### TASK ITEM
The whole of the data is to be returned without a single change.

(Dataset entries)
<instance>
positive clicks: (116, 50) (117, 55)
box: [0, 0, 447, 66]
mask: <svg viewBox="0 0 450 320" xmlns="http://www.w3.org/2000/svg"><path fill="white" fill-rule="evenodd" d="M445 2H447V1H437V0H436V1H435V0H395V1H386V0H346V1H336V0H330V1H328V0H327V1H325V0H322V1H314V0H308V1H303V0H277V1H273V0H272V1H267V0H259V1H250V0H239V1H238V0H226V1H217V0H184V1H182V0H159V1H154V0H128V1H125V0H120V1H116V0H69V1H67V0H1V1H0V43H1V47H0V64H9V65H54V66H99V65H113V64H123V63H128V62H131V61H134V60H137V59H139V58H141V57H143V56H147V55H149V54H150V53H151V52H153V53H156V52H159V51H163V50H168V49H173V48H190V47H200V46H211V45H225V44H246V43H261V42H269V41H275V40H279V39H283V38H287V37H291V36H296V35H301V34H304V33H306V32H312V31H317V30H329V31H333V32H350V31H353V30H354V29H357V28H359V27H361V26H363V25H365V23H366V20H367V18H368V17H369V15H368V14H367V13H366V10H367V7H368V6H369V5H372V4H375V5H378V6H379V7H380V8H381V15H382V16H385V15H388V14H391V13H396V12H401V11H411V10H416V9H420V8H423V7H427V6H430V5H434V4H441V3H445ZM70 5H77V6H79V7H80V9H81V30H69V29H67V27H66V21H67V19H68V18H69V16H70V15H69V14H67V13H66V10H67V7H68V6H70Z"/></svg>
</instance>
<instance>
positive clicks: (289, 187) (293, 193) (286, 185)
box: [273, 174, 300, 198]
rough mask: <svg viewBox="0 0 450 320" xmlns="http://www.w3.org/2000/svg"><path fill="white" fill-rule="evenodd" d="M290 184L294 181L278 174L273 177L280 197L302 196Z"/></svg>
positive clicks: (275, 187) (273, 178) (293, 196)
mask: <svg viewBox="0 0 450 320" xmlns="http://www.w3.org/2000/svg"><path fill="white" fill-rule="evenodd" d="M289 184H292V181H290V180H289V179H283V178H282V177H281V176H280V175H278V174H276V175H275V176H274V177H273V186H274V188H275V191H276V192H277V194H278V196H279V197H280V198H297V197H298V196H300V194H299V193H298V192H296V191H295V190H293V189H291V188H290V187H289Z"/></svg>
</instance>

### OUTPUT FOR THIS TASK
<instance>
positive clicks: (116, 50) (117, 55)
box: [0, 0, 447, 66]
mask: <svg viewBox="0 0 450 320" xmlns="http://www.w3.org/2000/svg"><path fill="white" fill-rule="evenodd" d="M445 2H447V1H437V0H436V1H435V0H395V1H386V0H346V1H336V0H330V1H328V0H327V1H325V0H322V1H314V0H308V1H303V0H277V1H273V0H272V1H267V0H259V1H250V0H239V1H238V0H226V1H217V0H184V1H182V0H159V1H154V0H128V1H125V0H120V1H116V0H69V1H67V0H1V1H0V43H1V47H0V64H9V65H54V66H99V65H113V64H123V63H128V62H131V61H134V60H137V59H139V58H141V57H143V56H147V55H149V54H150V53H151V52H153V53H156V52H159V51H163V50H168V49H173V48H190V47H200V46H211V45H225V44H246V43H261V42H269V41H275V40H279V39H283V38H287V37H291V36H296V35H301V34H304V33H306V32H312V31H317V30H329V31H333V32H350V31H353V30H354V29H357V28H359V27H361V26H363V25H365V23H366V20H367V18H368V17H369V15H368V14H367V13H366V10H367V7H368V6H369V5H372V4H375V5H378V6H379V7H380V8H381V15H382V16H385V15H388V14H391V13H396V12H401V11H411V10H416V9H420V8H423V7H427V6H430V5H434V4H441V3H445ZM70 5H77V6H79V7H80V9H81V30H69V29H67V27H66V21H67V19H68V18H69V16H70V15H69V14H67V13H66V10H67V7H68V6H70Z"/></svg>
</instance>
<instance>
positive clicks: (289, 187) (293, 193) (286, 185)
box: [273, 174, 300, 198]
rough mask: <svg viewBox="0 0 450 320" xmlns="http://www.w3.org/2000/svg"><path fill="white" fill-rule="evenodd" d="M290 184L294 181L278 174L273 177L280 197L302 196Z"/></svg>
positive clicks: (275, 187) (273, 178) (293, 196)
mask: <svg viewBox="0 0 450 320" xmlns="http://www.w3.org/2000/svg"><path fill="white" fill-rule="evenodd" d="M289 184H292V181H290V180H289V179H283V178H282V177H281V176H280V175H278V174H276V175H275V176H274V177H273V186H274V188H275V191H276V192H277V194H278V196H279V197H280V198H297V197H298V196H300V194H299V193H298V192H296V191H295V190H293V189H291V188H290V187H289Z"/></svg>
</instance>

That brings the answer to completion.